_TASK_
Copy every item below word for word, and leave the pictures out of your copy.

_DATA LINES_

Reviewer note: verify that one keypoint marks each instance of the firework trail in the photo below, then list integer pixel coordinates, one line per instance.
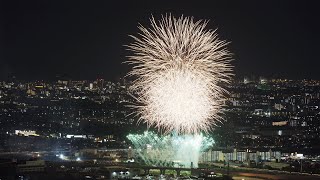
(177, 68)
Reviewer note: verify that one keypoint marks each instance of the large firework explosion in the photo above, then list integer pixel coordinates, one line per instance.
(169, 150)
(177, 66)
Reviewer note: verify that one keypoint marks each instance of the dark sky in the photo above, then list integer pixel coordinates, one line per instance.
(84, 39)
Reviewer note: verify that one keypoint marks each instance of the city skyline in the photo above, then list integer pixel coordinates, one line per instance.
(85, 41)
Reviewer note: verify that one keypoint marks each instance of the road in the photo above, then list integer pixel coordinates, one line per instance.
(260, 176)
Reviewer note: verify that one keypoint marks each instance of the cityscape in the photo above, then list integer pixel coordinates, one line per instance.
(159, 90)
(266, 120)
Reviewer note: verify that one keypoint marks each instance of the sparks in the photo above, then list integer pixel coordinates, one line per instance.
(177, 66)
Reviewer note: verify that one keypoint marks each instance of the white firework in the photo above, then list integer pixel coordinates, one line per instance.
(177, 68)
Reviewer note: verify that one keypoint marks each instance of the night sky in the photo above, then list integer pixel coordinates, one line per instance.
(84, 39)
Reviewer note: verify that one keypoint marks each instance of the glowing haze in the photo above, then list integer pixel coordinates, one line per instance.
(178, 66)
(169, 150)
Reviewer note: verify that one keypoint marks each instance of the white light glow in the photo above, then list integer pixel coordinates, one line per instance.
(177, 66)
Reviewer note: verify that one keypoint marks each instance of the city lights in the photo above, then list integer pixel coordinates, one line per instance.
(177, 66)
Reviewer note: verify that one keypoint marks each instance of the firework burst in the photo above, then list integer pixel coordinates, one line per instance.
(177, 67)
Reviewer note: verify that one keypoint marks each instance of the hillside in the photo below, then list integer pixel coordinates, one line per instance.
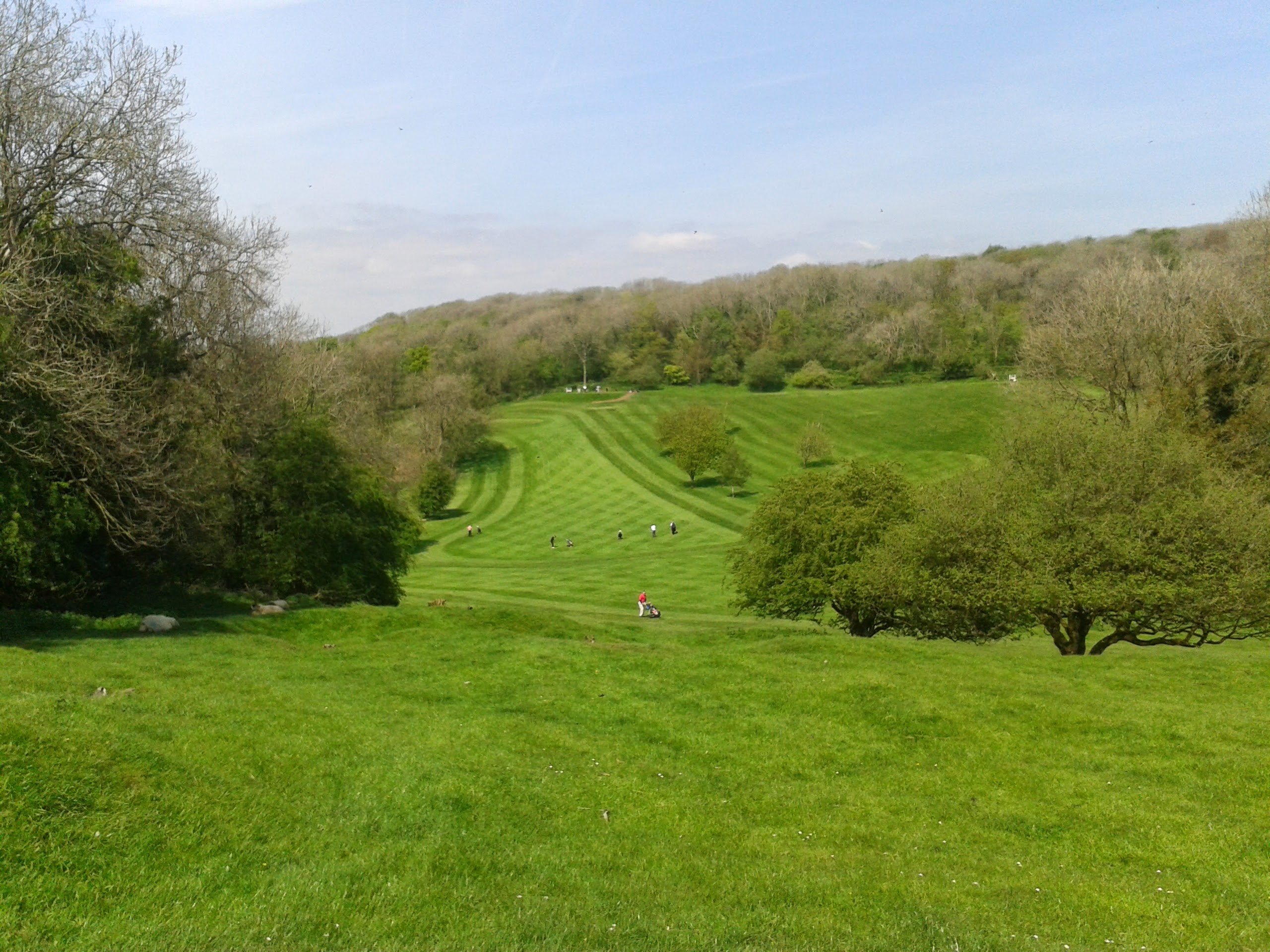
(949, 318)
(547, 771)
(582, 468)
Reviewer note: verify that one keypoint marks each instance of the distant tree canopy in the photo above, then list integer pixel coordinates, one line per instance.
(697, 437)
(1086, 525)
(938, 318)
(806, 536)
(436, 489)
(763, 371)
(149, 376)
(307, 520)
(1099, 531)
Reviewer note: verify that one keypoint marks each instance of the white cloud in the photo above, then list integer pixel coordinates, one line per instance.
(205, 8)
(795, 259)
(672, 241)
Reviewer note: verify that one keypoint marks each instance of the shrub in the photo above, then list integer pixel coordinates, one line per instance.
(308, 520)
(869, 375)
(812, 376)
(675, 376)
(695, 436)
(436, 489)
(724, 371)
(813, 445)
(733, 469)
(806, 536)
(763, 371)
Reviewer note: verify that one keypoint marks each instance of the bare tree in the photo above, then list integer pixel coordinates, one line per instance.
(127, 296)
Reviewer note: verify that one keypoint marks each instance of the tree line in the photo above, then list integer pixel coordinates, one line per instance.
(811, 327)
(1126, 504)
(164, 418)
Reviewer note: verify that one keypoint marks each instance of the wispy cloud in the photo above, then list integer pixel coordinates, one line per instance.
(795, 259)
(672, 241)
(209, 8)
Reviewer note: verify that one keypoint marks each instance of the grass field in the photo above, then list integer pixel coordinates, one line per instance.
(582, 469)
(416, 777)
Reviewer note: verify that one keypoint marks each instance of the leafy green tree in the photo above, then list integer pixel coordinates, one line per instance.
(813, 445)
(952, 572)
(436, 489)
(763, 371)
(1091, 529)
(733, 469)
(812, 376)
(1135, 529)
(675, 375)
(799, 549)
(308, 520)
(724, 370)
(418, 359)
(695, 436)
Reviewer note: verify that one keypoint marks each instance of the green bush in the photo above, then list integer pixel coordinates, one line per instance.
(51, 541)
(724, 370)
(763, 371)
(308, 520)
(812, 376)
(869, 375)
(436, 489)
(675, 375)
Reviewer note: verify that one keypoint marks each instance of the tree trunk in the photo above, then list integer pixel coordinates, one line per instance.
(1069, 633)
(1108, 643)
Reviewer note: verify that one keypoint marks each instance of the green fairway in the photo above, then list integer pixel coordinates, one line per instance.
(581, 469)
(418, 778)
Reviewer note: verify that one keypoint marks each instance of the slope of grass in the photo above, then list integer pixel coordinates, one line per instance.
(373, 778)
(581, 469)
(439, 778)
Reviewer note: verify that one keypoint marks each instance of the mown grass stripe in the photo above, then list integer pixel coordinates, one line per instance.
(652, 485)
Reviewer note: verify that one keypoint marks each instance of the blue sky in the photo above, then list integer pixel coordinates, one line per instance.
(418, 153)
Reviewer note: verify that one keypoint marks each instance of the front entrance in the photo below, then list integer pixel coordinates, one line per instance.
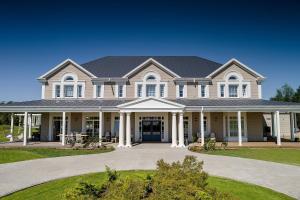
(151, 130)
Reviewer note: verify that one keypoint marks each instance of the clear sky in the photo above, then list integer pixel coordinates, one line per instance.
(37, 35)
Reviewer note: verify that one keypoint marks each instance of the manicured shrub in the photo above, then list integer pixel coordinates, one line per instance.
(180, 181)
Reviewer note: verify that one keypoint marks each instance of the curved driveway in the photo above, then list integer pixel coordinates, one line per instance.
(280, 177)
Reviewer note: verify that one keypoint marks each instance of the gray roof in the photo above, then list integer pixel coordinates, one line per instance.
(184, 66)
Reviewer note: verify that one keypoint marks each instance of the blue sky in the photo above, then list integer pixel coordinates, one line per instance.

_WORKED ANSWER_
Reviewer note: verify that one keypoint marks each instance of the firework trail in the photo below, then list integer pixel coordinates, one line per instance.
(177, 68)
Reviewer note: verify that one keypoint marks each instance of the large firework explosion in the photo above, then list integer pixel coordinates, one line per instance.
(169, 150)
(177, 66)
Reviewer note: verify that one keypoint marks each instance of the dark sky in the photo above, then list integer pixel coordinates, one line per instance.
(84, 39)
Reviewer note: verify that one keypoint marks each instance of the city skyline in the photo above, then list integer pixel coordinates, one line per instance.
(85, 41)
Reviewer note: verify that one keypoint marks each instance of the road in the photo above, then list integer pixel coordinates, one line per instance.
(260, 176)
Reviewer note: verify that one keypoint marks each instance of the cityscape in the photo above, then list integer pixel coordinates, one line per instance.
(159, 90)
(266, 120)
Reviewer note: verify that one keypoint marks each instance of the sparks in the photo above, then list integer pixel coordinates, one line per instance.
(177, 66)
Reviewer note: verify that one keypoint marks each instance of the white firework in the photo above, then list integer pixel coordinates, one line per instance.
(177, 68)
Reviewer note: verify that one keypoint marks each instance of the night sky in the photo above, then list integer pixel coordinates, one line per instance.
(84, 39)
Reviewer note: verify that one keypoint marks each instance of the glowing haze in the photo above, then list integer pixel coordinates, one line per instance.
(178, 66)
(169, 150)
Reviewer note: verify that one keypoint marks each instance of the white light glow in the photo above, then list integer pixel coordinates, one line per instance.
(177, 66)
Reviewer note: verify that one keypoint marks each instance of the city lights in the photo above, then list integer pixel coordinates, one line per instance.
(177, 66)
Reviewer note: verify that one keypoint marks each instance of the firework burst in the photo above, then list integer pixel coordinates, one line per instance.
(177, 67)
Reviewer note: verify that one keypoint marks each instance of the hillside in the photo below, then list integer pixel coordinates, one line per instance.
(949, 318)
(547, 771)
(582, 468)
Reviewer note: verify that one keypoint marks each instance of the distant tree canopy in the photo above, then list integer pixel coordinates, one line per instance.
(697, 437)
(1086, 525)
(938, 318)
(806, 536)
(436, 489)
(763, 371)
(149, 376)
(307, 520)
(1099, 531)
Reviewer note: verify that one keypoint marks each instance of the white cloud in the photo above, then list integer pixel coordinates, one line per instance.
(205, 8)
(795, 259)
(672, 241)
Reviewer note: verify that one keypoint marks each instance of the shrub in the photo above, then list integer pixel coordinates, one line per instance.
(308, 520)
(869, 375)
(812, 376)
(675, 376)
(695, 436)
(436, 489)
(724, 371)
(813, 445)
(733, 469)
(806, 536)
(763, 371)
Reviewer note: verify that one keypoint marks each instance of the bare tree in the photo above, then list integer pixel coordinates, one line per instance.
(127, 296)
Reviewer note: verify that one keypoint marks each instance of the tree line in the photo above, then list integer pixel coordinates, one line per instance.
(811, 327)
(1126, 504)
(164, 418)
Reviewer note: verify that one keypoint marks each instance of the wispy cloud in the photo above, then list integer pixel coordinates, one line per instance.
(795, 259)
(672, 241)
(209, 8)
Reviewer note: verify that one keypoint marks each instance of the grass field in the photo above, then list integer pixel coordinates, one line per instance.
(582, 469)
(416, 777)
Reviewer note: verify that one keypoint marks each instance of the leafy green tree in the photo above, then list integer pixel coordinates, one line per instance.
(813, 445)
(952, 572)
(436, 489)
(763, 371)
(1091, 529)
(733, 469)
(812, 376)
(1135, 529)
(675, 375)
(799, 549)
(308, 520)
(724, 370)
(418, 359)
(695, 436)
Reviewer note: verify that one keypoint marks each instance of the green bush in the photo above, then list integer pixel coordinates, one line per instance.
(51, 541)
(724, 370)
(763, 371)
(308, 520)
(812, 376)
(869, 375)
(436, 489)
(675, 375)
Reviewer note: verify that one keypoint marks each instance of the tree trunk in the photo above, then list integer pixel coordinates, one line per instance.
(1069, 633)
(1108, 643)
Reviewer note: verify that one keypoint marks each instance of the green fairway in the photo above, then list integer pixel coordinates, one line per instance.
(581, 469)
(418, 778)
Reviewer note: verify that one keypoint marks each instance of the slope of grass in the photo above, then list integer pixel coordinates, one line per instance.
(373, 778)
(581, 469)
(439, 778)
Reviewer note: verify that one keypoint marks each instance of the mown grass stripe in the photo above, then list integer pixel coordinates, one line per instance.
(652, 485)
Reviewer note: verify that one keypoint marks each instance of the blue sky in the photo above, then list integer pixel coordinates, one line per instance.
(418, 153)
Reviewer note: verify that one keypoint marks each instance of the front entrance in the photo below, then list integer pixel coordinates, one line per instance.
(151, 130)
Reviewer note: verify that one keypoint marks each instance of the clear sky in the photo above, then list integer pixel coordinates, one line per instance.
(37, 35)
Reviewer note: verify that one keypoint marks each instance of the manicured shrub in the photo above, then list integer pixel coordinates, one line per instance.
(180, 181)
Reviewer note: verify that one keypoint marks each instance of the curved driveway in the photo above, then list integer pixel coordinates, one line per instance.
(280, 177)
Reviewer note: verify that one keypoint marks each instance of the gray roof in the photo above, then list integer pixel coordinates, one line per instance.
(184, 66)
Reviewer note: verify that one keypoint marks each instance of the blue sky in the photo above, then list integer pixel coordinates, one line per instance.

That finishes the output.